**RECORDS SHOWN:**
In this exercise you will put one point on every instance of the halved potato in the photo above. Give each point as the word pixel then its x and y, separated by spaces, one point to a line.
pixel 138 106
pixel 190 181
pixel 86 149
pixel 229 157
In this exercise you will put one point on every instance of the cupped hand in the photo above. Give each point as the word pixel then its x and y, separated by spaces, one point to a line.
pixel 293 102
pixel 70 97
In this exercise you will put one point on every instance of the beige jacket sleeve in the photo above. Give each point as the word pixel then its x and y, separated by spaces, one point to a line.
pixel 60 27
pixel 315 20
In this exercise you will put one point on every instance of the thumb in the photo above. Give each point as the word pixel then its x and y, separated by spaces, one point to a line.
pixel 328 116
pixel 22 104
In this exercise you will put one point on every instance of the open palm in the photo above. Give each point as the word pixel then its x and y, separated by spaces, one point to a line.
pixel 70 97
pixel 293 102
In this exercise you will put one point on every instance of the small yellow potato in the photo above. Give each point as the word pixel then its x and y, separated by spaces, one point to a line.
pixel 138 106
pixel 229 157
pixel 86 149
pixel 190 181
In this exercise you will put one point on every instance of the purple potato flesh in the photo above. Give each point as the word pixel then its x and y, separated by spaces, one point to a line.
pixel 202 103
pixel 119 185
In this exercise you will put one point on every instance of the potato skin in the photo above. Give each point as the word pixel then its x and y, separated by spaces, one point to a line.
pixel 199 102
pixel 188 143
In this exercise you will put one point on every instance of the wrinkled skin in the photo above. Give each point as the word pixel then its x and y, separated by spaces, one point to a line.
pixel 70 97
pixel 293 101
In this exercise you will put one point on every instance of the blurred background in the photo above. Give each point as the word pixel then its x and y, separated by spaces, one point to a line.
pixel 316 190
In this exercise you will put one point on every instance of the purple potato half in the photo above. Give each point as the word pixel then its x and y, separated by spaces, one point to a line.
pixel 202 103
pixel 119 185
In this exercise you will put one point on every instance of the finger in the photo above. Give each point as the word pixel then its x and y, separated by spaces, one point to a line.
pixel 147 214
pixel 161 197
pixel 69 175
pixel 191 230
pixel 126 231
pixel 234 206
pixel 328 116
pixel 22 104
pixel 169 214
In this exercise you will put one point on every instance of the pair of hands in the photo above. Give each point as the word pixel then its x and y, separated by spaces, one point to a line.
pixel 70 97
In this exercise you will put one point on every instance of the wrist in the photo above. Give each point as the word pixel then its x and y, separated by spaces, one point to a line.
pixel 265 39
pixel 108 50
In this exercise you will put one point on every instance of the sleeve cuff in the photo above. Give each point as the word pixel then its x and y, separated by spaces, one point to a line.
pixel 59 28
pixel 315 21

**WHAT YOU HAVE TO DO:** Extract every line of the entries above and reproduce each one verbatim, keeping the original order and formatting.

**RESPONSE TO THE EXERCISE:**
In this exercise you will put one point on every instance of the halved potato in the photo above. Give each point as the word pixel then its x and y, separated by spaces, one point to a line.
pixel 138 106
pixel 190 181
pixel 86 149
pixel 229 157
In this exercise you will put one point on every instance of the cupped hand in the photo above. Give each point as the word pixel then its x and y, separated by spaces, one point to a line.
pixel 293 102
pixel 70 97
In this exercise you will put one point on every instance of the beige jacket sleeve in the photo above. Give each point as the word pixel then its x and y, separated by spaces, one point to a line.
pixel 60 27
pixel 315 20
In this exercise you will put one point on every instance of the thumb in the photo above. Give each point as the word pixel then its x and y, separated by spaces, one point to a line.
pixel 328 116
pixel 22 104
In this exercise you will put one point on every instance of the open palm in the photo above. Give each point as the word pixel then its x and y, separated by spaces, one point to a line.
pixel 70 97
pixel 293 102
In this exercise you will put one point on every instance of the small yellow potato in the photo above. Give each point as the word pixel then its x and y, separated by spaces, one point to a line.
pixel 138 106
pixel 229 157
pixel 86 149
pixel 190 181
In this exercise you will put one point on every instance of the purple potato flesh in the photo above. Give each point as the word pixel then its x and y, separated by spaces, one point to a line.
pixel 202 103
pixel 119 185
In this exercise you will put one point on every instance of the potato skin in the photo above. Give each point as the word pixel then its x and y, separated by spaces, one point to a line.
pixel 199 102
pixel 188 143
In this exercise you will put one point on every instance of the wrinkled skin in the photo above. Give each point as the word pixel then its x and y, separated by spaces, one point to a line.
pixel 70 97
pixel 293 101
In this exercise you will put one point on every instance of the blurred background in the photo above. Give each point as the word pixel then its x and y, separated by spaces, one point to a line.
pixel 316 190
In this exercise you will put one point on every instance of the purple potato half in the photo above. Give each point as the word pixel then its x and y, separated by spaces, one point to a line.
pixel 202 103
pixel 119 185
In this exercise you will put one point on every instance of the finger in the photo above. Give each point as the word pixel then its x and y, separated by spaces, one point to a line.
pixel 147 214
pixel 161 197
pixel 69 175
pixel 191 230
pixel 126 231
pixel 234 206
pixel 328 116
pixel 22 104
pixel 169 214
In this exercise you will put one point on every instance of the pair of hands in the photo above. Give each point as the word pixel then its x and y, separated by spaces, one point to a line.
pixel 70 97
In this exercise you will put one point on every instance of the wrist in the photo above. Give each point as the word pixel then its x and y, separated by spaces, one point to a line.
pixel 265 39
pixel 108 50
In this exercise you will put one point on every instance of the sleeve cuff in the photo above. Give each point as the word pixel then its x and y, separated by spaces, one point to a line.
pixel 59 28
pixel 315 21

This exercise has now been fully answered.